**Document passage**
--*--
One memorable day he was taken to a school by Anneleise, our then Education Director and founder of Professor Paws, who is also on our Board today. Anneleise proudly took to the stage to present a real live four-legged ambassador to a rapt young audience of about 1,000 kids, who were clamouring to hear all about our programmes to help Asia's dogs and cats. Predictably, Eddie had other ideas. Instead of behaving, and endearing himself to a captive audience of potential animal advocates, Eddie went out in spectacular style by parking what could only be described as a large brown pancake on the stage, to the excruciating embarrassment of Anneleise, and the morbid delight of the kids who were already wrinkling up their noses and yelling out "gross". According to Anneleise, they later told their teachers that it was the best presentation they had ever seen. And despite this dubious outing, Eddie remained our much beloved Friends... or Food mascot.
Mascot Eddie at a Profesor Paws Fund Day in Shenzhen
Eddie lived on for another 13 years - joining me at Dr Dog events where he would "suffer" a multitude of pats and strokes in return for anything edible he could sniff out from people's bags. Increasingly rotund as the years went on, Eddie was eventually referred to as "square", and likened to a coffee table. No matter the diet, the walks, the scolding for eating the cat food (and worse), Eddie's shape never changed and I was resigned to owning a chubby and very opinionated dog.
Helping the HK SPCA campaign "Adopt a Hong Kong original - a dog as unique as you are!" (Ali Bullock)
But oh how I loved him. Every trip home would be greeted by Eddie bowling up to the gate and keeping my other dogs away (including in the most recent years, two huge rescued Pyreneans), as he commandeered attention for at least the next couple of hours. I can never descend the stairs again without seeing him there - and acknowledging that his mission in life was surely to see me trip and plunge to the bottom, as he devoted his days to running just inches in front and heading me off at each step.
--*--
**Recorded information**
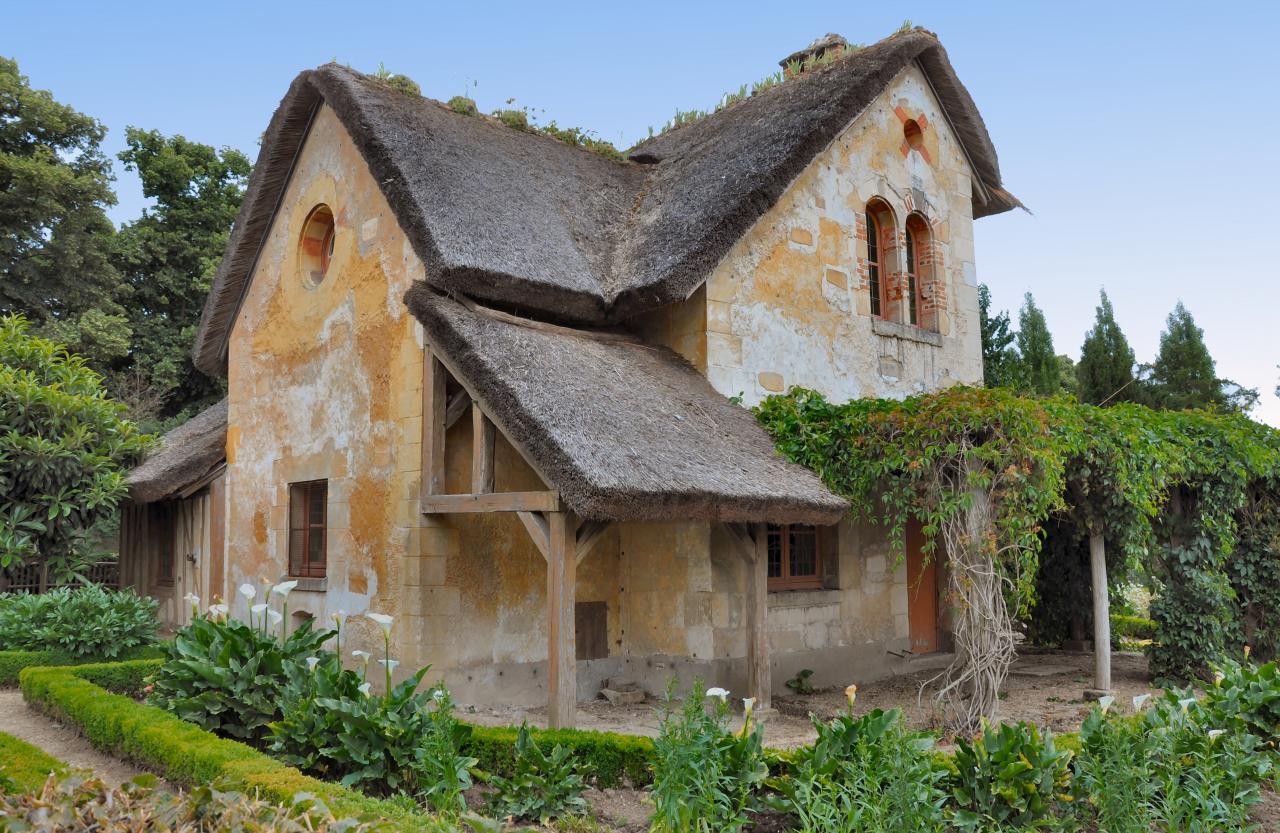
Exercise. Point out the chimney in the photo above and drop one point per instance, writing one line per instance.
(830, 47)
--*--
**Task instructions**
**A.** In the passage about Eddie the dog, roughly how many kids were in the school audience?
**B.** Extend the passage about Eddie the dog by writing on from its last sentence.
The data comes from a different source than the passage about Eddie the dog.

**Answers to this exercise**
**A.** About 1,000.

**B.**
Taking him to the Hong Kong office would see him running gleefully up and down the carpet as he sniffed out leftovers in bins, sat inches away from staff trying to eat their lunch, or took his place in the kitchen where he could be certain that the odd crumb or ten would inevitably pass his way.
Just this week, Eddie went off his food. It was as simple and as quick as that - with alarm bells ringing that I knew predicted something critical as I took him to the vet. There was Gail, still my vet today, together with her wonderful colleagues, Dr's Seems and Tiger (whose daughter Caly joined Eddie in this beautiful picture below many years ago), who relayed the news that Eddie had multiple problems, and was clearly losing the fight for life.
Dr Seems was there at the end and, with friends Melody, Henry and I holding him in our arms, and a hundred kisses duly delivered from my niece Nicole, Eddie slipped peacefully away.
The gap on the floor and in my heart is wider than I can ever describe. Eddie and I have been through a lifetime of pain and happiness together, and he's had more tears cried in to his soft beige fur than I care to admit.
Eddie I miss you, and simply want to end this blog offering the most profound thank you for the years of joy and friendship and, in your unique and individual way, helping to pioneer and support a movement here in Asia that so unconditionally and so perfectly shows why dogs are our friends.......not food.